Aim:
Return each line of the listing below that contains the word "tight", reproducing every such line in full.

===== Exercise inputs

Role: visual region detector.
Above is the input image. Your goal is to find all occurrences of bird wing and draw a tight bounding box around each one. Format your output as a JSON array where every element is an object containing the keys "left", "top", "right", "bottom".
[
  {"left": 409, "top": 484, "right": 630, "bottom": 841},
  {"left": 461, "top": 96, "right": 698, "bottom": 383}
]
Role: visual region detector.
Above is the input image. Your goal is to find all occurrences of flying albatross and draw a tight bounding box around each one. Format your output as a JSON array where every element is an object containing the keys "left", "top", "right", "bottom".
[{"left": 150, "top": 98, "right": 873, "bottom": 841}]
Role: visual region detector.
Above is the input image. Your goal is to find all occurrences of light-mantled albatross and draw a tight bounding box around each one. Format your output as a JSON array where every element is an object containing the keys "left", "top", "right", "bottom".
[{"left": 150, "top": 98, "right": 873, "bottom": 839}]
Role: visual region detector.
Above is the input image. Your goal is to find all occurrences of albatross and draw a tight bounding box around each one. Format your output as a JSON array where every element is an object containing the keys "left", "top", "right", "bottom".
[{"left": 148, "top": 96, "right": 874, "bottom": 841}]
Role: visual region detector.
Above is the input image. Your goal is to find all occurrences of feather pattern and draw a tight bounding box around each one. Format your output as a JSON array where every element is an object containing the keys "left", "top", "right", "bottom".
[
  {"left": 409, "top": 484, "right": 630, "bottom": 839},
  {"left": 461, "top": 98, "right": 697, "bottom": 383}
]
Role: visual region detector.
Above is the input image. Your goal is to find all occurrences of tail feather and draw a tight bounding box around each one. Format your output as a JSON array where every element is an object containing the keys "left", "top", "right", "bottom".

==========

Reply to the task:
Above is the input image. Your goal is to find all occurrences of bird wing and draw a tight bounding box around each one. Format your output as a JSON array where every element is an object containing the keys "left", "top", "right", "bottom".
Above is the input image. Your goal is to find all occurrences of flying albatross and draw a tight bounding box around each one. Format your output as a JSON array where every element is an object containing the keys "left", "top", "right", "bottom".
Above is the input image. Your goal is to find all occurrences of light-mantled albatross and draw a tight bounding box around each one. Format your output as a JSON array where every element is an object containing the keys "left", "top", "right", "bottom".
Above is the input image. Your goal is to find all occurrences of albatross and draw a tight bounding box around each one. Format your output as a JSON array where every element is an object containing the keys "left", "top", "right", "bottom".
Above is the input image. Your goal is to find all occurrences of feather pattern and draw a tight bounding box around each one. Format your output as a JSON array where every element is an object containing the keys "left", "top", "right", "bottom".
Above is the input image. Your goal is to find all occurrences of tail feather and draw a tight bounding box around each one. Format your output as a JSON array where every element is an object containing the keys "left", "top", "right", "bottom".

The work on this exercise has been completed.